* Task instructions *
Can you update the lines from the one holding "Please complete this annotation. The target class is metal" through the end of the items, inclusive, replacing "metal case with latch" with "steel case with handle" and changing nothing else? Give back only those lines.

* Data extracted from a collection *
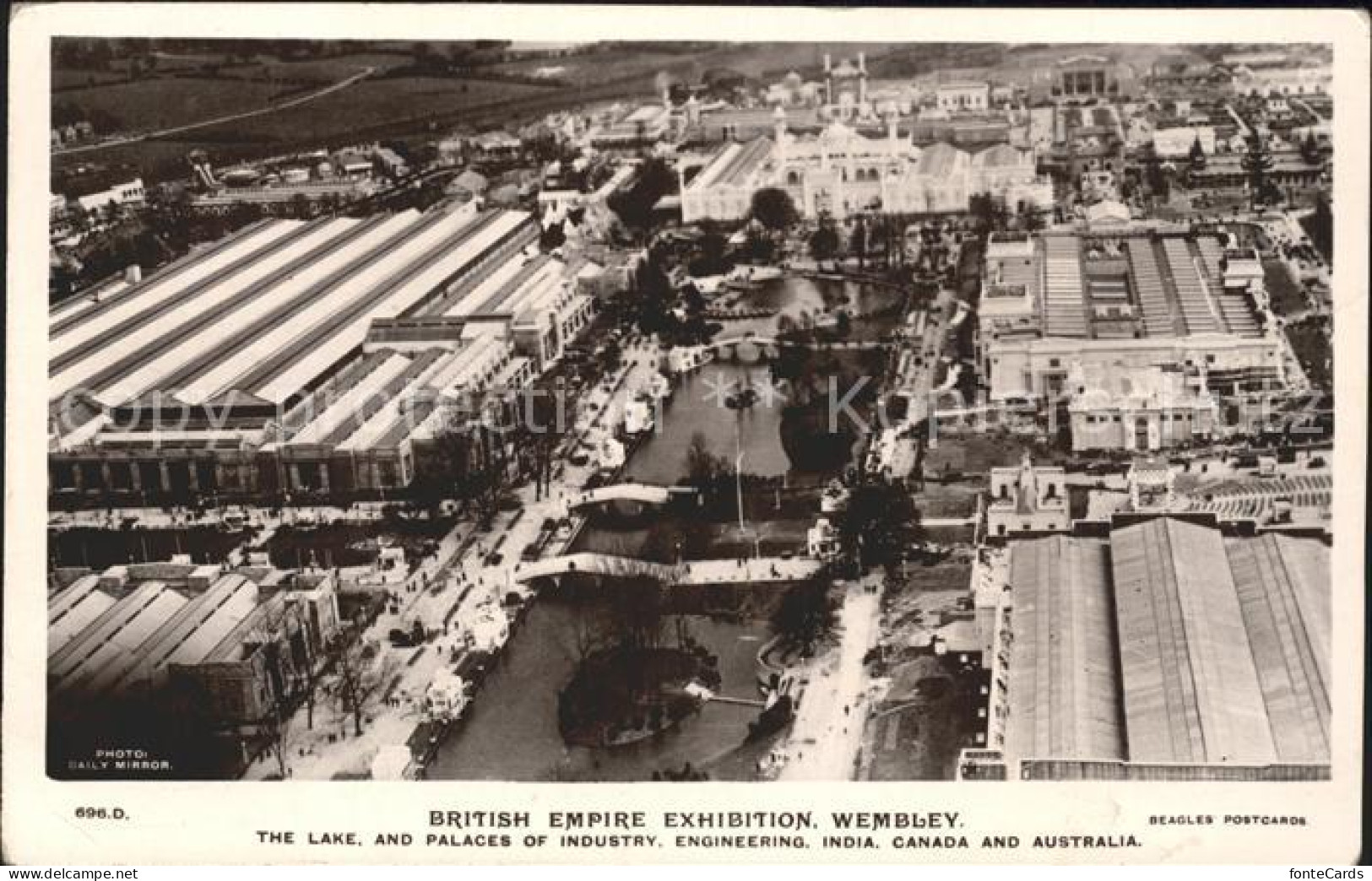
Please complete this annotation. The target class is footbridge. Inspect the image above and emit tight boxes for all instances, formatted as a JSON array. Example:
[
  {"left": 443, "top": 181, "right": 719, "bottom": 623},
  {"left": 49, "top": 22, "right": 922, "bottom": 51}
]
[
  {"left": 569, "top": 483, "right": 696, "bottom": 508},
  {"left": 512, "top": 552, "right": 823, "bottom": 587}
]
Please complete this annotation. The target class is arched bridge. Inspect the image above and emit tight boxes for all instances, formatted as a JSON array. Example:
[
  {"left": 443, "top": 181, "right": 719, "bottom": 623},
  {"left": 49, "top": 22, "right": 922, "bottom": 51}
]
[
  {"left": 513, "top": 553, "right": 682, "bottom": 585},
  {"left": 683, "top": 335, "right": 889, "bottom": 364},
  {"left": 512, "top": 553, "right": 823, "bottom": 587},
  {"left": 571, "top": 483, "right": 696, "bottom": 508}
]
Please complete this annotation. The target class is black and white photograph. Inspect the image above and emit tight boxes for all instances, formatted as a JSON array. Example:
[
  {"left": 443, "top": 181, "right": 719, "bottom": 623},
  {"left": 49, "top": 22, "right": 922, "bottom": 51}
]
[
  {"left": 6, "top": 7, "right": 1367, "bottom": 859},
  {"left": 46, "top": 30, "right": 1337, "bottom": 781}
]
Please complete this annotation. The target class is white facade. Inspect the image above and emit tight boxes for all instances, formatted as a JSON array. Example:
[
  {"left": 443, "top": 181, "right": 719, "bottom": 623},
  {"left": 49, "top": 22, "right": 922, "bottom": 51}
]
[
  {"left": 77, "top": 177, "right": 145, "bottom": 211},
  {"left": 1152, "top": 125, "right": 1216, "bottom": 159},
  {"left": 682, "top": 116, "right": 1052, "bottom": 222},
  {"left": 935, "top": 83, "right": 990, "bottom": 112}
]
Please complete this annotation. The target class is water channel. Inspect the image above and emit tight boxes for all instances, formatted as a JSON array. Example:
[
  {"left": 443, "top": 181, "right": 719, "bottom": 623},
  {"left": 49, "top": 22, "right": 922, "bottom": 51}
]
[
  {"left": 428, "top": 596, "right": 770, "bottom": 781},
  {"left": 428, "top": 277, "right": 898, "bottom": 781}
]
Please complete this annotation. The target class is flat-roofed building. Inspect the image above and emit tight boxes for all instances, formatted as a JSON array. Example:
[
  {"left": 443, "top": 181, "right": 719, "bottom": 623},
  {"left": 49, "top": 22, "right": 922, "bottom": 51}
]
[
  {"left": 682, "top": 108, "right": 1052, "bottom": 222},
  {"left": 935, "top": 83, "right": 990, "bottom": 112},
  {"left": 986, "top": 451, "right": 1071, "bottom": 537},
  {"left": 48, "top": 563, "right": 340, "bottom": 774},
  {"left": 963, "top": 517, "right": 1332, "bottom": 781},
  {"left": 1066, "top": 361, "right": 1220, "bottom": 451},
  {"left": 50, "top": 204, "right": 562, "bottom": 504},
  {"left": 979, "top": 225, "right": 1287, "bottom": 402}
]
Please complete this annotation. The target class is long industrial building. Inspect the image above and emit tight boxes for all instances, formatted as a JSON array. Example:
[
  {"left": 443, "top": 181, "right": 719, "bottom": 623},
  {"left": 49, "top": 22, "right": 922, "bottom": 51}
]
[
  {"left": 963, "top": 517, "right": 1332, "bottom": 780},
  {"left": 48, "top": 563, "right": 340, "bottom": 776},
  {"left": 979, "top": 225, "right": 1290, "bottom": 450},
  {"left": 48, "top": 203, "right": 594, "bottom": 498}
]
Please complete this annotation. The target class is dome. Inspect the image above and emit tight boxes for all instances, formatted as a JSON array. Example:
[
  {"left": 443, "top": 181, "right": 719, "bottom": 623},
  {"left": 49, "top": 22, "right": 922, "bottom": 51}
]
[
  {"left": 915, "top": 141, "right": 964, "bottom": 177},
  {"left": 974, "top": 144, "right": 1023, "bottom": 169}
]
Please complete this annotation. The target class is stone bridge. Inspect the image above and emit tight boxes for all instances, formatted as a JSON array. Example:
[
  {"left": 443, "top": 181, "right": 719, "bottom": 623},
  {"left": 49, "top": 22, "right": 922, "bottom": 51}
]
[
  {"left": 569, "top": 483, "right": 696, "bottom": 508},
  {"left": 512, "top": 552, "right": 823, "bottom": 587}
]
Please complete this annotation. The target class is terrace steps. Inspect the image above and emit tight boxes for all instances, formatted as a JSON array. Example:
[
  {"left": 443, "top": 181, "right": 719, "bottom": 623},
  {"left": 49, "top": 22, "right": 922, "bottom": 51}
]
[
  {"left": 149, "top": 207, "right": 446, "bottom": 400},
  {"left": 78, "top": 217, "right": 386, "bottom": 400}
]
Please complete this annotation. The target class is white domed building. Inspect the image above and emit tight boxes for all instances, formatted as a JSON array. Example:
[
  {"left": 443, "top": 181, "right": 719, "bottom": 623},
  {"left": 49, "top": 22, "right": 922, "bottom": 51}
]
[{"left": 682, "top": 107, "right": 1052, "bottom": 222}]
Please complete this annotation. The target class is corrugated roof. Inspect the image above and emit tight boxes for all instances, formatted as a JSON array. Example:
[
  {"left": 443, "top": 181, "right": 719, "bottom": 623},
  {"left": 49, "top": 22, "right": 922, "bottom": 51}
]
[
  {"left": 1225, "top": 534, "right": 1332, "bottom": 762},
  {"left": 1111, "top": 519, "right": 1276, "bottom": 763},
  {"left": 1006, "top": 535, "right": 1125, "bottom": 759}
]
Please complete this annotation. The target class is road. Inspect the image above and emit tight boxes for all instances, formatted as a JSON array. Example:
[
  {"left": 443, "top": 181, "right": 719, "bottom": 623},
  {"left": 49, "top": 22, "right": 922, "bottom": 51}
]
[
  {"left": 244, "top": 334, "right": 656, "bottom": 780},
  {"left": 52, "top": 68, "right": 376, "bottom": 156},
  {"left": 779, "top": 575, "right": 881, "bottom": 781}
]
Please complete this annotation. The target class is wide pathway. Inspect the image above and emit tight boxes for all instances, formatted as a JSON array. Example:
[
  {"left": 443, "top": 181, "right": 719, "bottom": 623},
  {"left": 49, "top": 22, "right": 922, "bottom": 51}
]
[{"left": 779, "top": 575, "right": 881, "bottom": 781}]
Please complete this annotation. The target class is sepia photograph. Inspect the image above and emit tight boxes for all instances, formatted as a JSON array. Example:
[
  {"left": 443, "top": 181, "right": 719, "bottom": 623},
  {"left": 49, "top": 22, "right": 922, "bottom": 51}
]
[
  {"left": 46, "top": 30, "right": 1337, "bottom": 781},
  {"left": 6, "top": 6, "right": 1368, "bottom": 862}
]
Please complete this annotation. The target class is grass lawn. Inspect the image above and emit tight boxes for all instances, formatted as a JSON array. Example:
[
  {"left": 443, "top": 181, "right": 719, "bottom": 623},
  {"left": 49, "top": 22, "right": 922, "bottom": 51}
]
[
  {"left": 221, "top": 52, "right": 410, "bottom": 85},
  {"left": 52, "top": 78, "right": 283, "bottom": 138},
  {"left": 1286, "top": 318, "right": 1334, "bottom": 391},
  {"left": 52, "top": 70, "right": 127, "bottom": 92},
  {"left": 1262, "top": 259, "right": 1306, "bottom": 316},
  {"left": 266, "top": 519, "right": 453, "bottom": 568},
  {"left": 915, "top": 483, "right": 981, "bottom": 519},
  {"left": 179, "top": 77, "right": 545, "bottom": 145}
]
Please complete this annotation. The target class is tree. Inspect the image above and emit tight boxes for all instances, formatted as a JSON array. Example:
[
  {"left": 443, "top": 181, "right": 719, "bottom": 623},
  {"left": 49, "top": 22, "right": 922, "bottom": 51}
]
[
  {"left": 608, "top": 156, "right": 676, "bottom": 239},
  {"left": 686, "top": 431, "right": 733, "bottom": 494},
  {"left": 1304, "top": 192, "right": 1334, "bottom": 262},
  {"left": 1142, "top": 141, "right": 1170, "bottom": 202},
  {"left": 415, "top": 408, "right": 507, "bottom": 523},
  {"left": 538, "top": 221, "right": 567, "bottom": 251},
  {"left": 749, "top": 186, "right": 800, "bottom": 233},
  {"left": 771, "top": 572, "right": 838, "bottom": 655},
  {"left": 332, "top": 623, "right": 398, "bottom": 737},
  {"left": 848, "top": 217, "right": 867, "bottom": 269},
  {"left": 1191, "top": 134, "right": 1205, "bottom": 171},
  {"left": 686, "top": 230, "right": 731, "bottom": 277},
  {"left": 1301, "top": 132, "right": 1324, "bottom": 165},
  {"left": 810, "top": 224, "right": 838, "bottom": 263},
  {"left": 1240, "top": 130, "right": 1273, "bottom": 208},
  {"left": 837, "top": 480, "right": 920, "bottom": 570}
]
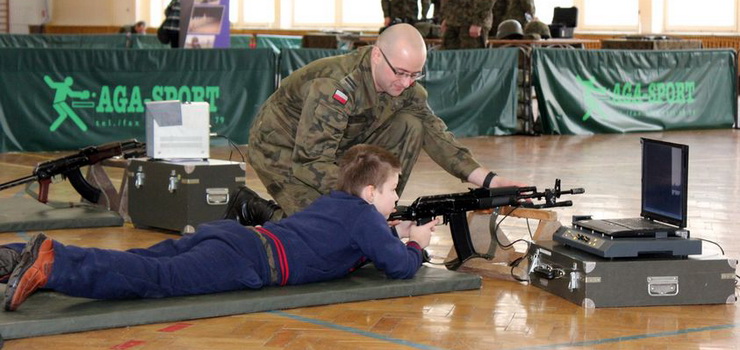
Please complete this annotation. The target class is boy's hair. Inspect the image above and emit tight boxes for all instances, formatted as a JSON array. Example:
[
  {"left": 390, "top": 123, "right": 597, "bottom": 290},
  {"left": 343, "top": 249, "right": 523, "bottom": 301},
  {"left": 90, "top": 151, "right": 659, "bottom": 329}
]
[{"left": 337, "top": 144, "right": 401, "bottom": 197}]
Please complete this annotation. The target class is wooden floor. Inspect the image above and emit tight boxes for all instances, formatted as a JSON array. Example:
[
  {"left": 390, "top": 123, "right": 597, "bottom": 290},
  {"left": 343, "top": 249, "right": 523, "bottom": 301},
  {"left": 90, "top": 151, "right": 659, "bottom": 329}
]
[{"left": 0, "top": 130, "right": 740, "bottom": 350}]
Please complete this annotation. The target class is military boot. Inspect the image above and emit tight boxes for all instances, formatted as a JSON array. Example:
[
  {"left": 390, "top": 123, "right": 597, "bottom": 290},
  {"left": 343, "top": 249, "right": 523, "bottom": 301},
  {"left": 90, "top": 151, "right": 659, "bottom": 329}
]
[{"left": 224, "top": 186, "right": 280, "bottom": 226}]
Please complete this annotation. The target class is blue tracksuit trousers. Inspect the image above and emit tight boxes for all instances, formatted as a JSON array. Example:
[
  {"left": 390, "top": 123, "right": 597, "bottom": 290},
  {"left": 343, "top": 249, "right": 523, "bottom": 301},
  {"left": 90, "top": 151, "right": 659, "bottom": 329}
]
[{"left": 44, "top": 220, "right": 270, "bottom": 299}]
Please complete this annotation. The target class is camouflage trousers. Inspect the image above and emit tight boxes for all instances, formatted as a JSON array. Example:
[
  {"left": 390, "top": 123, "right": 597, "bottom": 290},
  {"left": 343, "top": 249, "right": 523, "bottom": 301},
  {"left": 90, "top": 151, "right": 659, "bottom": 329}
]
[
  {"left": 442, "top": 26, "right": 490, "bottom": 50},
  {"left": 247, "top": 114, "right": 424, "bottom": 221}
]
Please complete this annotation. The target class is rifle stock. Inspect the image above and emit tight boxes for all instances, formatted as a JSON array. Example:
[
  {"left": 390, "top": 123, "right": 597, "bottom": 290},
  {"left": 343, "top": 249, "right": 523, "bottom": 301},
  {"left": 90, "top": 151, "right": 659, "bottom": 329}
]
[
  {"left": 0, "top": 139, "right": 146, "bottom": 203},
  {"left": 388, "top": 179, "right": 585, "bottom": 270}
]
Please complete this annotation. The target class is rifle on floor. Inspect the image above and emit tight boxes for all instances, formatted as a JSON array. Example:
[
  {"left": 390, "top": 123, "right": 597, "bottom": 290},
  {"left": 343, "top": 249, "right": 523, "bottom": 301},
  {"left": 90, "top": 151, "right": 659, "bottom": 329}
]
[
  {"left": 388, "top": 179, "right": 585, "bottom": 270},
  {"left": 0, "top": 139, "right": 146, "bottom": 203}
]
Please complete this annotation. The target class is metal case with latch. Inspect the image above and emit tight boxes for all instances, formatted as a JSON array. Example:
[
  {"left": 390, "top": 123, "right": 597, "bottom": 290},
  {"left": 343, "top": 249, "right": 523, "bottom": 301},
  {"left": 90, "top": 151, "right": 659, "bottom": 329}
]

* Worked solution *
Please complete this annotation. The target class is steel case with handle. Inspect the image above and emit tight boxes for all instances, formatted as a JSON array. Example:
[
  {"left": 390, "top": 123, "right": 597, "bottom": 290},
  {"left": 343, "top": 249, "right": 523, "bottom": 301},
  {"left": 90, "top": 151, "right": 659, "bottom": 329}
]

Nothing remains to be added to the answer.